_Tarefas_:
A: No excerto sobre os contratos do Estado para a Covid-19, que empresa chinesa faturou 21,5 milhões de euros?
B: Reproduza a parte do excerto sobre os contratos do Estado para a Covid-19 que abre com as palavras que contêm "Assim, de acordo" e fecha com "verificadores de factos.".

***** Excerto *****

Estes 750 milhões de euros identificados pelo Tribunal de Contas dizem respeito a adjudicações a várias empresas, nacionais e estrangeiras, sobretudo fornecedoras de equipamentos e bens médicos (ventiladores comprados a empresas chinesas, máscaras, máquinas de radiologia, luvas e fatos de proteção, por exemplo), companhias farmacêuticas (medicamentos) e empresas de construção civil (obras de expansão e requalificação em hospitais).

Estado já contratou 750 milhões pelo regime excecional para a Covid-19, mas persistem falhas no reporte ao Tribunal de Contas

Ainda de acordo com o relatório do Tribunal de Contas, a lista de entidades que receberam os maiores valores é liderada por uma construtora, a Embeiral — Engenharia e Construção, que venceu uma empreitada do IPO de Coimbra. Destaque ainda para a empresa chinesa Guangdong, que faturou 21,5 milhões de euros (contratos que incluem ventiladores).

Seguem-se farmacêuticas como a Guilead Sciences (11,1 milhões de euros), a Roche Sistemas Informáticos (9,9 milhões de euros) e a Uniself Sociedade de Restaurantes Públicos. No top 10 dos maiores valores constam, ainda, a Merck, a Janssen, a Sanofi, ITAU (Instituto Técnico de Alimentação Humana) e a GlaxoSmithKline. Não há unidades hospitalares privadas neste top 10.

Uma última nota. O SNS não está, como diz João Ferreira, em condições de dar resposta aos bens e serviços que constam destes contratos do Estado com empresas nacionais e estrangeiras. O Serviço Nacional de Saúde não se consegue abastecer a si próprio de medicamentos porque não os produz – pelo que tem de os comprar a empresas privadas. Nem fabrica luvas, equipamento de proteção, máscaras, máquinas de radiologia ou ventiladores. Por isso, tem de os comprar a privados. E também não tem vocação para executar as obras de construção ou requalificação das suas unidades. Ou seja, não tem alternativa senão abastecer-se junto de empresas privadas ou contratar quem execute esses serviços.

Conclusão

Portanto, João Ferreira está errado quando – no decorrer de uma parte do debate sobre a inclusão ou não de hospitais privados no combate à pandemia – diz que, nos últimos meses, o Estado pagou 750 milhões de euros a “unidades privadas”.

Assim, de acordo com o sistema de classificação do Observador, este conteúdo é:

ERRADO

No sistema de classificação do Facebook este conteúdo é:

FALSO: as principais alegações do conteúdo são factualmente imprecisas. Geralmente, esta opção corresponde às classificações “falso” ou “maioritariamente falso” nos sites de verificadores de factos.

***** Dados do exercício *****

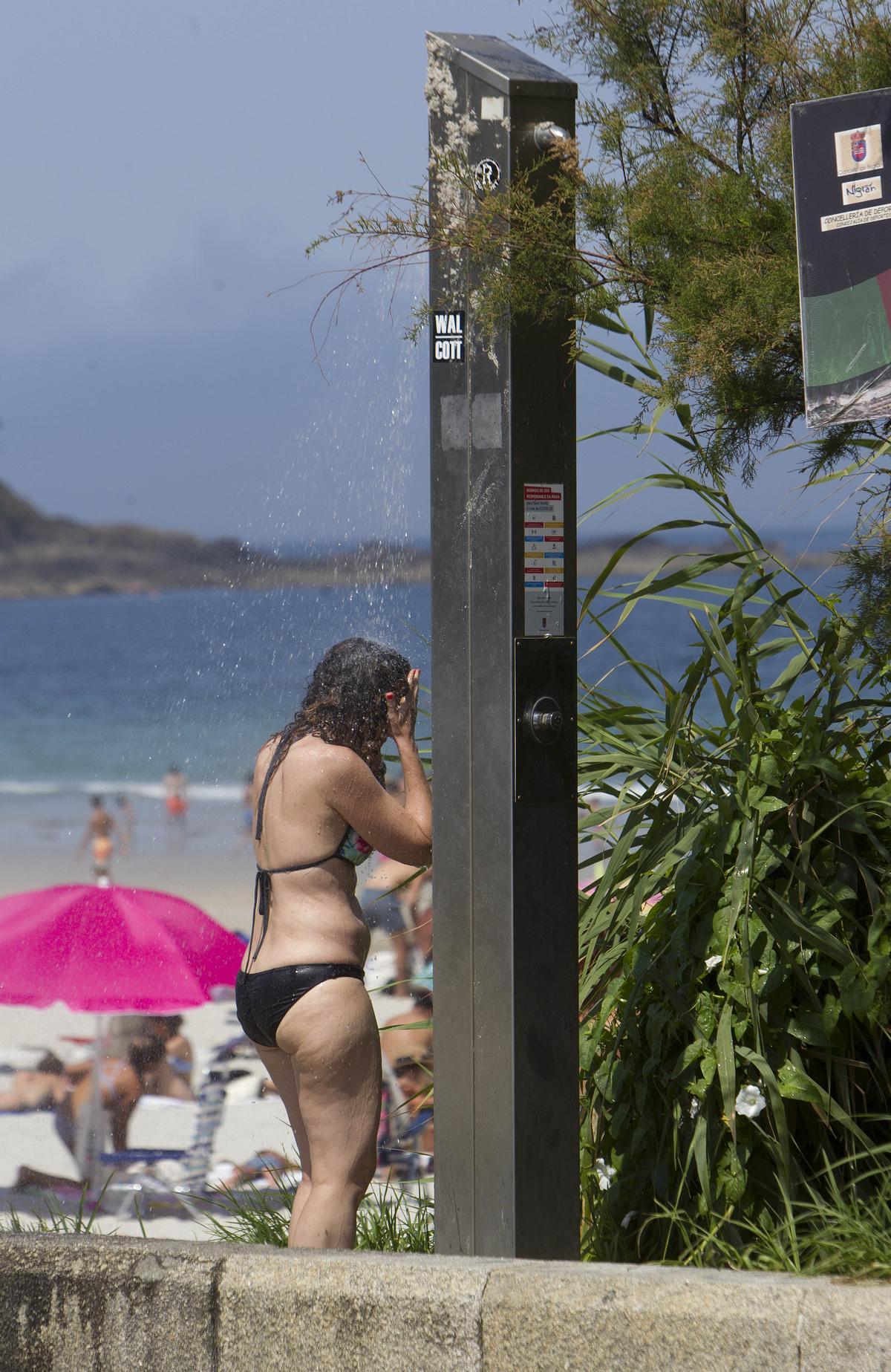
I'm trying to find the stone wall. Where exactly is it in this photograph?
[0,1235,891,1372]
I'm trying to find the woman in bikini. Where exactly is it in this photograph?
[236,638,432,1249]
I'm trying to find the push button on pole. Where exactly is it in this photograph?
[522,695,564,747]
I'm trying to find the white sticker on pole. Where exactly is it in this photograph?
[522,481,566,638]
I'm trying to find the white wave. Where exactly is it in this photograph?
[0,778,244,805]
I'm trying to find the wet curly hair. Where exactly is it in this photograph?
[261,638,411,782]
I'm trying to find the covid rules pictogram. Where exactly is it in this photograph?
[473,157,502,195]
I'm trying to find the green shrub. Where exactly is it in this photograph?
[580,321,891,1258]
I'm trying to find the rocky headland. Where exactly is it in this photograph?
[0,481,833,599]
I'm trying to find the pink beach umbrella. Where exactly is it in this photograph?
[0,886,244,1191]
[0,886,244,1015]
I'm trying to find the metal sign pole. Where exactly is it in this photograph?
[426,34,578,1258]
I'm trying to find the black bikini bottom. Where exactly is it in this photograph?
[236,962,365,1048]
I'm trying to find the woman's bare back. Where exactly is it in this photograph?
[243,735,370,972]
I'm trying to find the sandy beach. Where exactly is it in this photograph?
[0,816,408,1239]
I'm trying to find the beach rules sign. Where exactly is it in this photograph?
[791,89,891,429]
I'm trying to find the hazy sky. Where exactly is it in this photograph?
[0,0,850,543]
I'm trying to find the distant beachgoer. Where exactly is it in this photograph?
[0,1053,71,1111]
[115,792,136,848]
[362,856,417,995]
[391,1053,433,1177]
[236,638,432,1249]
[144,1015,195,1100]
[207,1148,300,1191]
[381,986,433,1070]
[15,1035,165,1189]
[76,796,117,886]
[413,871,433,986]
[163,767,189,826]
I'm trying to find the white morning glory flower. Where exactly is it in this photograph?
[734,1087,768,1119]
[593,1158,616,1191]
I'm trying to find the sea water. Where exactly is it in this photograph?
[0,573,838,851]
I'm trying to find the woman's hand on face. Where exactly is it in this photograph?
[384,667,421,744]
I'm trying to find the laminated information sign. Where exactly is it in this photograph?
[522,481,566,638]
[791,89,891,428]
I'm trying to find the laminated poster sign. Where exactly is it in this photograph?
[792,89,891,428]
[522,481,566,638]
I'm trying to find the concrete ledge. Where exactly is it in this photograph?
[0,1235,891,1372]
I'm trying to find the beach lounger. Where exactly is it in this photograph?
[100,1072,226,1217]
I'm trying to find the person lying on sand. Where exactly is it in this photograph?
[0,1053,71,1113]
[15,1035,165,1189]
[207,1148,300,1191]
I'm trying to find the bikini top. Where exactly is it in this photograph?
[248,740,374,963]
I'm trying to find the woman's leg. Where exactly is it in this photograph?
[272,977,381,1249]
[254,1043,313,1247]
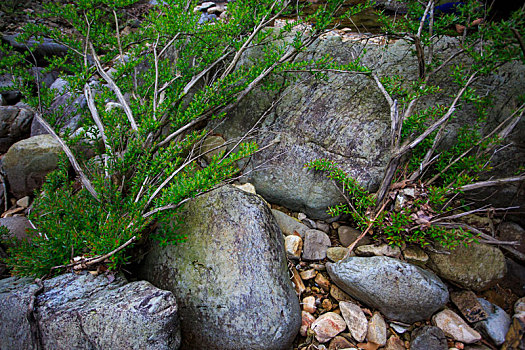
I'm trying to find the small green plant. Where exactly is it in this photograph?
[0,0,372,276]
[306,1,525,252]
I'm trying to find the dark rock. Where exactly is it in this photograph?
[410,326,448,350]
[0,106,33,153]
[450,290,488,323]
[0,274,180,350]
[303,230,331,260]
[326,256,448,323]
[0,216,32,240]
[427,243,506,291]
[3,135,62,199]
[475,298,511,345]
[141,186,301,350]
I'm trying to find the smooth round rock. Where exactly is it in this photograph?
[410,326,448,350]
[140,186,301,350]
[3,135,62,198]
[326,256,449,323]
[427,243,507,291]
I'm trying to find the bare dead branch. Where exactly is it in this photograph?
[35,113,100,201]
[454,175,525,193]
[89,43,139,132]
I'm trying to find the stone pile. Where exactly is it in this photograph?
[272,206,512,350]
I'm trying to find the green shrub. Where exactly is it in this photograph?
[306,1,525,248]
[0,0,372,276]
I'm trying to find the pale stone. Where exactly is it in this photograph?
[326,247,348,262]
[16,196,29,208]
[303,295,317,314]
[233,182,257,194]
[355,244,401,258]
[339,301,368,342]
[432,310,481,344]
[385,335,406,350]
[403,246,428,266]
[311,312,346,343]
[303,230,331,260]
[299,269,317,281]
[299,311,315,337]
[284,235,303,259]
[366,312,387,346]
[315,273,330,292]
[330,284,352,301]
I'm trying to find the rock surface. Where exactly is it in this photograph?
[410,326,448,350]
[0,274,180,350]
[3,135,62,198]
[428,244,506,291]
[141,186,301,350]
[0,106,33,153]
[311,312,346,343]
[432,310,481,344]
[475,298,511,345]
[339,301,368,342]
[272,209,309,238]
[366,312,387,346]
[326,256,448,323]
[303,230,331,260]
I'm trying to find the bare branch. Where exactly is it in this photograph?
[35,113,100,201]
[454,175,525,193]
[90,43,139,131]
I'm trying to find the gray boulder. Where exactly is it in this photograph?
[427,243,507,291]
[3,135,62,198]
[0,106,33,153]
[0,274,180,350]
[326,256,449,323]
[410,326,448,350]
[140,186,301,350]
[474,298,511,345]
[215,36,525,219]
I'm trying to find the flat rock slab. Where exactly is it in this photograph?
[141,186,300,350]
[427,243,506,291]
[326,256,448,323]
[0,274,180,350]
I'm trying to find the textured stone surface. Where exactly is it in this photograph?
[432,310,481,344]
[337,226,371,247]
[303,230,331,260]
[3,135,62,198]
[475,298,511,345]
[272,209,309,238]
[326,256,448,323]
[355,244,401,258]
[0,106,33,153]
[0,274,180,350]
[311,312,346,343]
[427,243,507,291]
[366,312,386,346]
[284,235,303,259]
[339,301,368,342]
[326,247,348,262]
[410,326,448,350]
[141,186,301,350]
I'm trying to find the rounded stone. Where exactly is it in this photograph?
[427,243,507,291]
[140,186,301,350]
[326,256,449,323]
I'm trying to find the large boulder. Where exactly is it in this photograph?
[427,244,507,291]
[214,35,525,218]
[0,274,180,350]
[3,135,62,198]
[0,106,33,153]
[326,256,449,323]
[140,186,301,350]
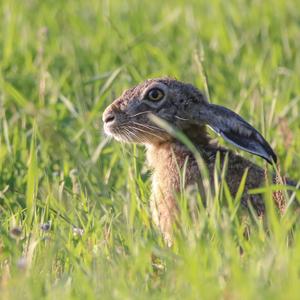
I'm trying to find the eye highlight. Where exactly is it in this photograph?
[146,88,165,101]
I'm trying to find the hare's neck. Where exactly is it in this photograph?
[146,141,192,170]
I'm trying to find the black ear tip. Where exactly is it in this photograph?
[264,146,278,165]
[272,151,277,164]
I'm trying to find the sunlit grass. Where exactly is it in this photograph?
[0,0,300,299]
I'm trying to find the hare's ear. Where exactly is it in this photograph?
[201,104,277,164]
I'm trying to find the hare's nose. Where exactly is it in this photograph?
[103,110,116,123]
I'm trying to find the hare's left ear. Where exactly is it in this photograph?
[200,104,277,164]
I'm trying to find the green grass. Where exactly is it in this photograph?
[0,0,300,299]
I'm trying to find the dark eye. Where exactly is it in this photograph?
[147,88,165,101]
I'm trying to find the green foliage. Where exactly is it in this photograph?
[0,0,300,299]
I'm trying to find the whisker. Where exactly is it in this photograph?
[132,121,164,131]
[174,115,189,121]
[132,127,163,140]
[129,110,151,118]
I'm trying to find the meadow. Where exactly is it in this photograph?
[0,0,300,300]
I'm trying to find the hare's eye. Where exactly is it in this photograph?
[146,88,165,101]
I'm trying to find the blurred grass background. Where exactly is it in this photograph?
[0,0,300,299]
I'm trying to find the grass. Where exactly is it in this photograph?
[0,0,300,299]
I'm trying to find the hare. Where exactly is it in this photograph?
[103,78,292,244]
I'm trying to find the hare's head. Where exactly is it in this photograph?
[103,78,276,162]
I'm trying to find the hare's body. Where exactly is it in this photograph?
[147,141,265,241]
[103,78,292,241]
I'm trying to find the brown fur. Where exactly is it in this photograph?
[103,78,292,243]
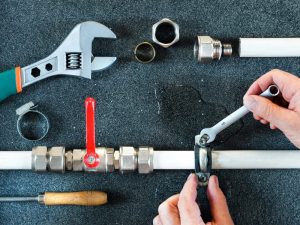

*****

_Respostas por tarefa_:
A: A Guangdong.

B:
Assim, de acordo com o sistema de classificação do Observador, este conteúdo é:

ERRADO

No sistema de classificação do Facebook este conteúdo é:

FALSO: as principais alegações do conteúdo são factualmente imprecisas. Geralmente, esta opção corresponde às classificações “falso” ou “maioritariamente falso” nos sites de verificadores de factos.